[start]
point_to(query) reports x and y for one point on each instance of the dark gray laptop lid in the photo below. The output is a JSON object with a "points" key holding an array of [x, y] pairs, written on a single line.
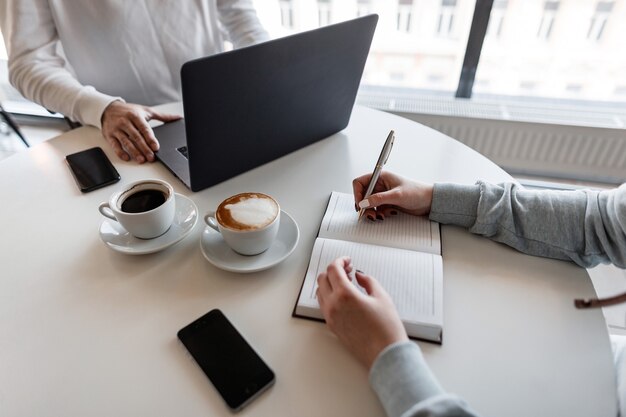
{"points": [[249, 106]]}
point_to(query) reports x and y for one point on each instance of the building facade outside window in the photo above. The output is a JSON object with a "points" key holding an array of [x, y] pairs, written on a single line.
{"points": [[404, 15], [550, 9], [599, 20], [324, 12], [446, 21]]}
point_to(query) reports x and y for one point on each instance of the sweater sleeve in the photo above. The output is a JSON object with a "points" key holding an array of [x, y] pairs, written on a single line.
{"points": [[586, 227], [407, 388], [38, 70], [241, 23]]}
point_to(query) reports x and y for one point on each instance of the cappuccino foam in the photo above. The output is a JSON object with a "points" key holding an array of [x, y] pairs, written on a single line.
{"points": [[247, 211]]}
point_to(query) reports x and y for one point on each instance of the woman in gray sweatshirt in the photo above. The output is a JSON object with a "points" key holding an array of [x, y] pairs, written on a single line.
{"points": [[586, 227]]}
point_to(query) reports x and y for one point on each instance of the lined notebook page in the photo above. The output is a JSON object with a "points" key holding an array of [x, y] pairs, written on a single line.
{"points": [[402, 231], [412, 279]]}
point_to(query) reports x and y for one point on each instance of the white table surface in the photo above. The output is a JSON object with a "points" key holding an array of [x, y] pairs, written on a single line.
{"points": [[85, 331]]}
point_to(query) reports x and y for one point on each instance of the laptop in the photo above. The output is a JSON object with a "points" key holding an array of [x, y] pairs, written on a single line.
{"points": [[249, 106]]}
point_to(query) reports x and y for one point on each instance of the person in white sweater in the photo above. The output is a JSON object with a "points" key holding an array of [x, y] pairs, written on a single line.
{"points": [[586, 227], [103, 63]]}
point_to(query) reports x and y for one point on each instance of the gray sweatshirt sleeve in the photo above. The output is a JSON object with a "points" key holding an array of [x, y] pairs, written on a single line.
{"points": [[407, 388], [587, 227]]}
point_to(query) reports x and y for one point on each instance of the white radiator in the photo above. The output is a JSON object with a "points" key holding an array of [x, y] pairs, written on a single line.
{"points": [[543, 145]]}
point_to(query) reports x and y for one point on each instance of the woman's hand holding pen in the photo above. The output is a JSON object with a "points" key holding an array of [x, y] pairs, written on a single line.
{"points": [[392, 193], [365, 323]]}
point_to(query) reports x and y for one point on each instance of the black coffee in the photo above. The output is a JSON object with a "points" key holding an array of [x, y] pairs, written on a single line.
{"points": [[144, 200]]}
[end]
Would you set down the listing exactly, omitting pictures?

■ **Result of this exercise**
point_to(query) reports x and y for one point on each instance of the dark gray laptop lid in the photo below. The output is a JSON object with a "points" key holding an array of [x, y] pairs, written on a single line.
{"points": [[249, 106]]}
point_to(query) reports x and y for one point on each instance of the building facade outside window in the photo above. The output is a JSON object with a "points" key holding an array of [x, y] pairs, written on a single line.
{"points": [[404, 15], [550, 9], [599, 20], [324, 12], [446, 21]]}
point_to(query) reports x and y for one point on each instance of the sweater sleeve in the photo above. The output is a JSON object with a "points" key holding an array of [x, y] pairs, written on a single line.
{"points": [[586, 227], [407, 388], [38, 70], [241, 23]]}
point_to(query) reports x and y for one point on each instance of the cappuccino foam in the photo above. The output is a JSON object with a "points" key holding an array of [x, y] pairs, written on a single line.
{"points": [[247, 211]]}
point_to(query) reports x and y for one point on each instance of the woman in gray sweatshirt in the photo above. The output is a JSON object with a "points" key holding an array of [x, y] pairs, written on a single line.
{"points": [[586, 227]]}
point_to(query) reports x and y for one point on each instance of the lined notebook page in the photo above. The output is a JSON object with a "points" key holding an array of [x, y] pairs, written on a single line.
{"points": [[402, 231], [412, 279]]}
point_to(query) reports x and y for one point on each instance of the white table surface in the photo above. The output is a JSON object with a "points" key holding an array of [x, y] pairs, written on a single line.
{"points": [[85, 331]]}
point_to(query) reports x and y for one point on each instance of the laptop in the photo above. The output is a JSON object with a "points" key holding an array of [x, y] pairs, written on a single line.
{"points": [[249, 106]]}
point_to(query) reports x and y for one point on each instance of the person in white sweater in the photo above. The output is a JSON object with a "points" key holding an array of [x, y] pairs, written on a single line.
{"points": [[586, 227], [103, 63]]}
point_to(query) reports x and y for one point on each instance of the gray sweatshirt sleeve in the photo above. The output is a JSON object with a "points" key holding an array of [x, y] pairs, written on a single line.
{"points": [[407, 388], [587, 227]]}
point_to(query) reports x and y for one point on each instance of the white radiator in the photo above. The output is a JSON object with a "points" key holding an array of [x, y] pairs, written on a single line.
{"points": [[543, 145]]}
point_to(query) reports x and y for one point on each instance of the woman's hand holding pen in the photo above. The output is a JSON object with a "points" key holding an array of [x, y] pairs, written on a single line.
{"points": [[392, 193], [365, 323]]}
point_to(query) reports x and y for one point on each instance of the black coffee in the photo above. The output is a JSON object with a "points" key holding an array of [x, y] pairs, written on a single line.
{"points": [[144, 200]]}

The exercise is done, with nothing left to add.